#### EXCERPT:
....................

Regex Group case change

Raju ch.nagaraju008 at gmail.com
Thu Oct 1 18:15:32 EDT 2020


import re
import os
import sys

#word = "7 the world" # 7 The world
#word = "Brian'S" # Brian's
#word = "O'biran"# O'Brian
#word = "Stoke-On-Trent" # Stoke-on-Trent; here i need to lower the case of middle word(i.e -On-)
def wordpattern(word):
     output = ''
     if re.match("^\d+|w*$",word):
            output = word.upper()
     elif re.match("\w+\'\w{1}$",word):
            output = word.capitalize()
     elif re.match("(\d+\w* )(Hello)( \w+)",word))
            group(1)group(2).title()group(3)
     else:
            output.title()


On Thursday, October 1, 2020 at 10:53:16 PM UTC+1, cameron... at gmail.com wrote:
> On 01Oct2020 12:41, Raju <ch.naga... at gmail.com> wrote: 
> >I want to change the case on input string i was able to match using 
> >python regex but couldn't find the way to change the case. 
> > 
> >For example string: 
> >Input: 7Section Hello Jim 
> >output: 7Section hello Jim 
> > 
> >I was doing if statment with regex 
> > 
> >if re.match("(\d+\w* )(Hello)( \w+)",string)): 
> > print(r"(\d+\w* )(Hello)( \w+)","\1\2.lower()\3",string) 
> > 
> >Output was 
> >7Section \2.lower() Jim 
> >Above one is one of the regex i have in function, i have total 6 regex 
> >patterns and i want to keep all in this if elif else statment. It is 
> >matching, but can someone advise how to replace Hello to hello?

....................

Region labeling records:
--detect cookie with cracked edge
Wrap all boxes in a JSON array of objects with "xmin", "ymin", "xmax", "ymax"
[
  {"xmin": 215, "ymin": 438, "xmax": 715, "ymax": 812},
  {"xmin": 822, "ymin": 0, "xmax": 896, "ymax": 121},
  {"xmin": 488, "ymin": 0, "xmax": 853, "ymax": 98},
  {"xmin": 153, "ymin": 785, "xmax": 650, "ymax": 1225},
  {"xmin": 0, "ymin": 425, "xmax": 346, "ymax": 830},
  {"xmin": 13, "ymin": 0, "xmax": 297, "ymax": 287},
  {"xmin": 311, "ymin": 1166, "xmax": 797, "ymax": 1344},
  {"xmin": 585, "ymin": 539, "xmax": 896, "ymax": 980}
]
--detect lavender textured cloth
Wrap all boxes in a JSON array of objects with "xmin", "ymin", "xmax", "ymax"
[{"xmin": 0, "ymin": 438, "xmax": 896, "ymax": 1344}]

....................

#### TASKS TO PERFORM:
**A)** Return the passage of the regex thread that starts at the words "group(1)group(2).title()group(3)" and ends after the words "change the case.".
**B)** Using the regex thread, answer these questions:
(i) On what day, date, and time was Raju's post sent?
(ii) What output is wanted for the input "7Section Hello Jim"?
(iii) How many regex patterns does Raju say the function has in total?

#### THE REPLIES:
**A)**
group(1)group(2).title()group(3)
     else:
            output.title()


On Thursday, October 1, 2020 at 10:53:16 PM UTC+1, cameron... at gmail.com wrote:
> On 01Oct2020 12:41, Raju <ch.naga... at gmail.com> wrote: 
> >I want to change the case on input string i was able to match using 
> >python regex but couldn't find the way to change the case.

**B)**
(i) Thursday, October 1, 2020, at 18:15:32 EDT.
(ii) 7Section hello Jim
(iii) Six.